***** SOURCE PASSAGE
The inventive step and non-obviousness reflect a general patentability requirement present in most patent laws, according to which an invention should be sufficiently inventive—i.e., non-obvious—in order to be patented. In other words, "[the] nonobviousness principle asks whether the invention is an adequate distance beyond or above the state of the art".
The expression "inventive step" is predominantly used in Europe, while the expression "non-obviousness" is predominantly used in United States patent law. The expression "inventiveness" is sometimes used as well. Although the basic principle is roughly the same, the assessment of the inventive step and non-obviousness varies from one country to another. For instance, the practice of the European Patent Office (EPO) differs from the practice in the United Kingdom.
The purpose of the inventive step, or non-obviousness, requirement is to avoid granting patents for inventions which only follow from "normal product design and development", in order to eventually achieve a proper balance between the incentives provided by the patent system, namely encouraging innovation, and the social cost of the patent system, namely, conferring temporary monopolies. The non-obviousness bar, hence, is a measure of what we, as a society, accept as a valuable discovery. Additional reasons for the non-obviousness requirement comprise providing incentives for fundamental research rather than for "incremental improvements", and to minimize the "proliferation of economically insignificant patents that are expensive to search and to license".
**********
***** RECORDS FOR THE EXERCISE
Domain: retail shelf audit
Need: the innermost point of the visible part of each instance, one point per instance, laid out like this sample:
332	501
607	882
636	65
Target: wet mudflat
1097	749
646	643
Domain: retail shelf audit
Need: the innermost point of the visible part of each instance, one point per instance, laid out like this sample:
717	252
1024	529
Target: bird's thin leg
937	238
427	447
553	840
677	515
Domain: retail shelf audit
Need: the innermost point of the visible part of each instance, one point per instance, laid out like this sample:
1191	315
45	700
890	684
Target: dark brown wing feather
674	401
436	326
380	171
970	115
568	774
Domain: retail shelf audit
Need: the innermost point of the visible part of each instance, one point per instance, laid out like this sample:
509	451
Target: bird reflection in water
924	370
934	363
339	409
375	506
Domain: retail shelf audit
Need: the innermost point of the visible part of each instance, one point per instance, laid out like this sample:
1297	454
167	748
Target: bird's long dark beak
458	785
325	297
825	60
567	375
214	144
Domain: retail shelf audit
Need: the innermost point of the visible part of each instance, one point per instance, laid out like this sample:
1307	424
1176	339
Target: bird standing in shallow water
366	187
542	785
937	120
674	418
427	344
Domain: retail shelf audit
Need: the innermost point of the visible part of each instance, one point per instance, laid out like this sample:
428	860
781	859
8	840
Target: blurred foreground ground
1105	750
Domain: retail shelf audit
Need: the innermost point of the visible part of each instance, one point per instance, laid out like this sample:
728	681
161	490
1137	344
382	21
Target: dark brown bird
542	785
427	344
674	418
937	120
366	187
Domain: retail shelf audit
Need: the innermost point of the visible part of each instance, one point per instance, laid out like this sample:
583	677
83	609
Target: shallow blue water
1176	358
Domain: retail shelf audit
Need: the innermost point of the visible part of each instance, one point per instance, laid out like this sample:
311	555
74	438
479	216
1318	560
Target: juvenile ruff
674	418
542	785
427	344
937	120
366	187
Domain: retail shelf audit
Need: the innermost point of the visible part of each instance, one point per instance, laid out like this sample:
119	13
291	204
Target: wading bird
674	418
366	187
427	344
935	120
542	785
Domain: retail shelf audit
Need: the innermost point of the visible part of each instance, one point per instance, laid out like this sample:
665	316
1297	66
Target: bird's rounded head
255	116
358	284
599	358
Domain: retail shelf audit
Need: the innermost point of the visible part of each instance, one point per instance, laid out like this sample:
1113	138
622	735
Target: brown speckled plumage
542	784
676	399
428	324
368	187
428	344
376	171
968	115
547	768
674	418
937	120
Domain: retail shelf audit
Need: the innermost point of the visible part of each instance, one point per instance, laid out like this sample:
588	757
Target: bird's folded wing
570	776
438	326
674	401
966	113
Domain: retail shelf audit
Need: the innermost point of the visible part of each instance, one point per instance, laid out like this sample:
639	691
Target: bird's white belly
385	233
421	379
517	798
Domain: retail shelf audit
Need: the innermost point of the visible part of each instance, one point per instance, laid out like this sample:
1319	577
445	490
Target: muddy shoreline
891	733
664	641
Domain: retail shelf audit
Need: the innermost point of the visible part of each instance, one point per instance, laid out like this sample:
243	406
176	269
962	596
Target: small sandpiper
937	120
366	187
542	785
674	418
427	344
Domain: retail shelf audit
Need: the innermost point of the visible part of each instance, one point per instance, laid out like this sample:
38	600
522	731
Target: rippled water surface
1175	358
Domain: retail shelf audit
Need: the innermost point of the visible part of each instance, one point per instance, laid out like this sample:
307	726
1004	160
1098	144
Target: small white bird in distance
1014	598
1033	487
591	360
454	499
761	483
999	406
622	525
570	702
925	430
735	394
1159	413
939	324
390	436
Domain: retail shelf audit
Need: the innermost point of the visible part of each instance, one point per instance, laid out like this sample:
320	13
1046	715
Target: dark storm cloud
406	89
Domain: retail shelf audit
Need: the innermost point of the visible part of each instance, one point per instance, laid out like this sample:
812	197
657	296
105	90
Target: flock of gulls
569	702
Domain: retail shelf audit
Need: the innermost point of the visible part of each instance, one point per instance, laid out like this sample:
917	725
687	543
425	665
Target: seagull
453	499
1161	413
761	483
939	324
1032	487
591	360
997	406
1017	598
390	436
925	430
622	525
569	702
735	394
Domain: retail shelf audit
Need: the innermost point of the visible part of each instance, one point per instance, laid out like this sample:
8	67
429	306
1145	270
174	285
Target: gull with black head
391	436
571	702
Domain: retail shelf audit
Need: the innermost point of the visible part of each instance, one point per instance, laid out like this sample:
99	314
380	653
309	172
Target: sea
**********
### GIVEN TASK A
Identify every line of the records that contains the word "wing", treating uppercase and lowercase as different, and copy each of those lines.
### GIVEN TASK B
Carry the text on inventive step and non-obviousness in patent law forward from its last sentence.

### RESPONSE A
Target: dark brown wing feather
Target: bird's folded wing

### RESPONSE B
According to the inducement theory, "if an idea is so obvious that people in the field would develop it without much effort, then the incentives provided by the patent system may be unnecessary to generate the idea". Thus, there is a need "to develop some means of weeding out those inventions which would not be disclosed or devised but for the inducement of a patent." Merges and Duffy regret that "the inducement standard was not influential in the legal doctrine, and its absence from subsequent case law raises one of the great unanswered questions of patent law: How can courts continue to ignore a seemingly reasonable and theoretically solid approach to determining patentability?"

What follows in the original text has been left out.